EXCERPT TO READ:
********
Morris emphasized that AI can influence attacks in the information technology landscape more easily than in operational technology. He explained that the processing capabilities required for AI are not universally available in operational technology environments.
Kaspersky’s research, conducted by its Global Research and Analysis Team (GReAT), reveals various applications of AI in cybercrime, including bypassing new authentication methods.
“For instance, in biometric authentication used by some financial institutions and banking apps, a user must look to the right, to the left, and then smile,” Hia said. “With AI tools, a cybercriminal can accomplish this with only a photo of the user (victim).”
As part of its ongoing research, Kaspersky explores the possibility of data poisoning and adversarial attacks through the use of AI.
“An adversarial attack involves making small changes to an object to misclassify them according to the machine learning model,” Hia explained.
********
ACTIVITY LIST:
(a) In the excerpt on AI and cybercrime, which team carried out Kaspersky's research?
(b) List every action a user must perform in the biometric authentication example from the excerpt on AI and cybercrime.
(c) Please write what comes next in the excerpt on AI and cybercrime, starting after its final sentence.
********
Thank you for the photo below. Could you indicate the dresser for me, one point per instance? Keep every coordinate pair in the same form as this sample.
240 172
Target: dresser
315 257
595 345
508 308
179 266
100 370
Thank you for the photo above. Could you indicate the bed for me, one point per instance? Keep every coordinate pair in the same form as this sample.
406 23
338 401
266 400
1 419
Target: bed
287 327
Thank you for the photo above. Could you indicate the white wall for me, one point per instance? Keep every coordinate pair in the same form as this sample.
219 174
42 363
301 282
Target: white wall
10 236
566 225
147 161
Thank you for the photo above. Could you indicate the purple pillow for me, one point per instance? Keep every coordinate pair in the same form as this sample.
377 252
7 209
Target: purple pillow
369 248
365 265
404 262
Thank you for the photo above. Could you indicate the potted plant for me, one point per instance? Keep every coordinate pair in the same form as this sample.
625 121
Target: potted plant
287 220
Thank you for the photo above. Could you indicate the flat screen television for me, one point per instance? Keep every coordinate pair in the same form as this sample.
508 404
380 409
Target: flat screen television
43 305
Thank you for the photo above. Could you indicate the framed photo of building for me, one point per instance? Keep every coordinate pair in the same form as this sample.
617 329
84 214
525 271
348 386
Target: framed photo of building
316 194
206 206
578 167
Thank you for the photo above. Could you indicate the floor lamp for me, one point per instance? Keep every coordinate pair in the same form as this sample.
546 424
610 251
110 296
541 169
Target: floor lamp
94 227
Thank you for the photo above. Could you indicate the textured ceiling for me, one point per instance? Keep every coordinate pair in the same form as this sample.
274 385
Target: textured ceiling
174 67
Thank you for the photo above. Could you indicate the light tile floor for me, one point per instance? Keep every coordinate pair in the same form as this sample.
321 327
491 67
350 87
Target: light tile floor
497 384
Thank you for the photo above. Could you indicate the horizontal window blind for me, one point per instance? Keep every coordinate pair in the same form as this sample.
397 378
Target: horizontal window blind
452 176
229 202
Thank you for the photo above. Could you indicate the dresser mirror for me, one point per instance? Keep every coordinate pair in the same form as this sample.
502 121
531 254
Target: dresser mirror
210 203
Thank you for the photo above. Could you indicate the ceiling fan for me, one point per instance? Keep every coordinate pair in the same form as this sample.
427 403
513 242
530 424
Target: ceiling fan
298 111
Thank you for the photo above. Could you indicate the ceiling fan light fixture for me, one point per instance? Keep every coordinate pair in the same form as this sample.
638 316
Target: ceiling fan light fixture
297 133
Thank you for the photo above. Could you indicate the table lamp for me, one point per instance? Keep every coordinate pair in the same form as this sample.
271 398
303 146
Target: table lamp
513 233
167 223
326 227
********
ANSWERS FOR THE EXERCISE:
(a) Kaspersky's Global Research and Analysis Team (GReAT).

(b) Look to the right; look to the left; smile.

(c)
He further noted that while real-world adversarial attacks are not yet widespread, they can be part of targeted attacks by highly skilled data scientists, requiring significant effort. However, these attacks are highly profitable as they can be used to create new strains of malware.
The deciding factor on whether generative AI is good or bad lies in the rules and moral standards followed by adversaries and security practitioners.
According to Morris, adversaries do not adhere to rules and can use AI however they please. On the other hand, defenders have specific rules to follow, especially in critical infrastructure environments.
Defenders aim to ensure the safety of people within these environments and maintain reliable operations. They face added constraints due to regulatory compliance, which establishes standards. Adversaries, in contrast, can utilize AI for perpetuating attacks, leveraging its capabilities and processing power in the most effective ways.
Using AI to counter AI
Hia warns that once machine learning algorithms are introduced into the real world, various types of attacks can manipulate them, leading to deliberate errors and significant damage. For example, misidentified Trojans can infect millions of devices, resulting in substantial losses for individuals and organizations.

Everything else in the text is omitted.